## Start
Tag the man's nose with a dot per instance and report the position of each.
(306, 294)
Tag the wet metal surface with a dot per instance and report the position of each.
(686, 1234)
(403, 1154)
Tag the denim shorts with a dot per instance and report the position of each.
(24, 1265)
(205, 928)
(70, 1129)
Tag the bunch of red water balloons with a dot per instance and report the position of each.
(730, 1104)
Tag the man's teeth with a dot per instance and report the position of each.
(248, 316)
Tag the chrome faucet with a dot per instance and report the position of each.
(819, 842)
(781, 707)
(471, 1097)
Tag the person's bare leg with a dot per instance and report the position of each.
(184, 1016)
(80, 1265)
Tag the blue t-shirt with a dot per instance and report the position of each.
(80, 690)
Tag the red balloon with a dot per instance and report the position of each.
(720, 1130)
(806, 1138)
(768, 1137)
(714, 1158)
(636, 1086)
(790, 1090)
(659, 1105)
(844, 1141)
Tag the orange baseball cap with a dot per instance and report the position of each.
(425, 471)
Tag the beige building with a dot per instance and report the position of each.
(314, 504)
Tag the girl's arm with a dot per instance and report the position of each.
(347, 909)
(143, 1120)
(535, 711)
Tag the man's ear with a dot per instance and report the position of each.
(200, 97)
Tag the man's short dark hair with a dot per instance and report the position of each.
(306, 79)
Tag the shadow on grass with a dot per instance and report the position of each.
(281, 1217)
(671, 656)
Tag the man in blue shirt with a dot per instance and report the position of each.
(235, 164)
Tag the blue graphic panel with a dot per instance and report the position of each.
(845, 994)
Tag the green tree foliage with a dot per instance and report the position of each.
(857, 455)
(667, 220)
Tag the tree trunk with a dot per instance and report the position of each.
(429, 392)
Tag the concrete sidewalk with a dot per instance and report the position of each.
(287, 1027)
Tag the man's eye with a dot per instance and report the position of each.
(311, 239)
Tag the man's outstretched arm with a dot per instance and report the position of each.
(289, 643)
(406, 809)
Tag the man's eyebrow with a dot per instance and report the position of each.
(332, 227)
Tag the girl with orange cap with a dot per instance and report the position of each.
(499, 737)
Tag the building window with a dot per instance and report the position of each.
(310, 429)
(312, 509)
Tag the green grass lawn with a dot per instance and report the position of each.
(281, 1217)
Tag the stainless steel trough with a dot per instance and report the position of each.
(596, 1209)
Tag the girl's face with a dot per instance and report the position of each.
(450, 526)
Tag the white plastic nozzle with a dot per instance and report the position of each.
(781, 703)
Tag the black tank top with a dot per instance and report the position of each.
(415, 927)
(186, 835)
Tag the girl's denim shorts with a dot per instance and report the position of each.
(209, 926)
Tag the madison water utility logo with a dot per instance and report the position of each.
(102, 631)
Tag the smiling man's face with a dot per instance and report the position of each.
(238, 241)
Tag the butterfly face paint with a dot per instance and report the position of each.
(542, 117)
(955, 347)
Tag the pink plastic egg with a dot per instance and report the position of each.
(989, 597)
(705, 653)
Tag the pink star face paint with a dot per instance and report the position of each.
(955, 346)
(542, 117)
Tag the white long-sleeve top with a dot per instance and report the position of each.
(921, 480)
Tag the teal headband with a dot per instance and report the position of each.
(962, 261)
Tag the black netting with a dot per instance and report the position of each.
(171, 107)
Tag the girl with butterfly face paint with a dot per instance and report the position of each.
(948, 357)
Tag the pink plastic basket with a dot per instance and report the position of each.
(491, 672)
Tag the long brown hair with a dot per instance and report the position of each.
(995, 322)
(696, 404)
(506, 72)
## End
§ **The request**
Copy all of the records above word for word, keeping every line in its original order.

§ **Worked answer**
Tag the man's nose with a dot per instance and report the position of each.
(306, 294)
Tag the wet metal surface with a dot per instance and report the position of each.
(686, 1234)
(403, 1154)
Tag the denim shorts with a dot per instance and report the position of each.
(24, 1265)
(205, 928)
(70, 1129)
Tag the bunch of red water balloons with a dot per instance and report the position of each.
(730, 1104)
Tag the man's teeth with a dot per instance and report the position of each.
(248, 316)
Tag the chrome faucet with a dot per instance and report the position of each.
(819, 842)
(781, 707)
(471, 1097)
Tag the person's bare leg with a dot per instance and report the position of each.
(184, 1016)
(80, 1265)
Tag the blue t-shirt with a dot per instance and report the position of each.
(80, 690)
Tag the red balloon with a dot per instance and report the position of each.
(720, 1130)
(806, 1138)
(768, 1137)
(714, 1158)
(636, 1086)
(790, 1090)
(659, 1105)
(844, 1141)
Tag the orange baseball cap with a dot per instance and report the position of each.
(425, 471)
Tag the beige building with a dot per instance and report the position of each.
(314, 504)
Tag the girl's arm with a dot per instance and report the position of each.
(347, 909)
(143, 1120)
(535, 711)
Tag the man's ear with a dot per instance and report the position of each.
(200, 97)
Tag the man's short dark hair with a dot per instance and report the position of each.
(306, 79)
Tag the shadow on grass with a dot per instance and report the position of each.
(281, 1217)
(671, 656)
Tag the man in blue shirt with a dot per instance and report the position of each.
(235, 164)
Tag the blue graphic panel with a dot per instance and report the position of each.
(845, 994)
Tag the green tree foliage with a dot per instance and report the position of each.
(857, 455)
(667, 220)
Tag the tree trunk with a dot per instance and report the position of each.
(429, 392)
Tag the concrete sidewalk with a dot per instance and report the position of each.
(287, 1027)
Tag the man's eye with a dot per instance and report the position of each.
(311, 239)
Tag the man's outstretched arm with a dot per instance and report the position of each.
(289, 643)
(406, 809)
Tag the man's eyebrow with a dot per instance and report the position of each.
(332, 227)
Tag the girl with orange cap with a dot per instance and report the position of each.
(499, 737)
Tag the building window with a dot per instance and report the position of each.
(310, 429)
(312, 509)
Tag the green grass lawn with a dot per instance and report the position of each.
(281, 1217)
Tag the stainless steel trough with a dot per instance and report the position of each.
(596, 1209)
Tag the girl's face with a dot per instance and report the position of each.
(450, 526)
Tag the white plastic nozzle with a dot per instance and report the position of each.
(781, 703)
Tag the black tank top with a dot per instance and report the position of each.
(415, 927)
(186, 835)
Tag the girl's denim shorts with a dot per instance and report the position of each.
(209, 926)
Tag the madison water utility logo with a dot per instance and report the position of each.
(102, 631)
Tag the smiling man's face with a dot per instance and report the position of each.
(238, 241)
Tag the butterfly face paint with a dot per instance and report the position of each.
(542, 117)
(955, 347)
Tag the pink plastic egg with a dot per instance and report the position of each.
(989, 597)
(705, 653)
Tag the pink star face paint with a dot per instance and report the position of each.
(955, 346)
(542, 117)
Tag the white long-sleeve top with a dot per instance and report the position of each.
(921, 480)
Tag the teal headband with a dot per instance and report the position of each.
(962, 261)
Tag the black netting with a dot per instance and report the position of each.
(171, 107)
Tag the girl with butterfly face paint with a dot per instance and report the position of each.
(948, 357)
Tag the pink plastic basket with a dot per instance and report the position of each.
(491, 672)
Tag the long brown hair with a dot per instance and report the position of each.
(995, 322)
(696, 404)
(506, 72)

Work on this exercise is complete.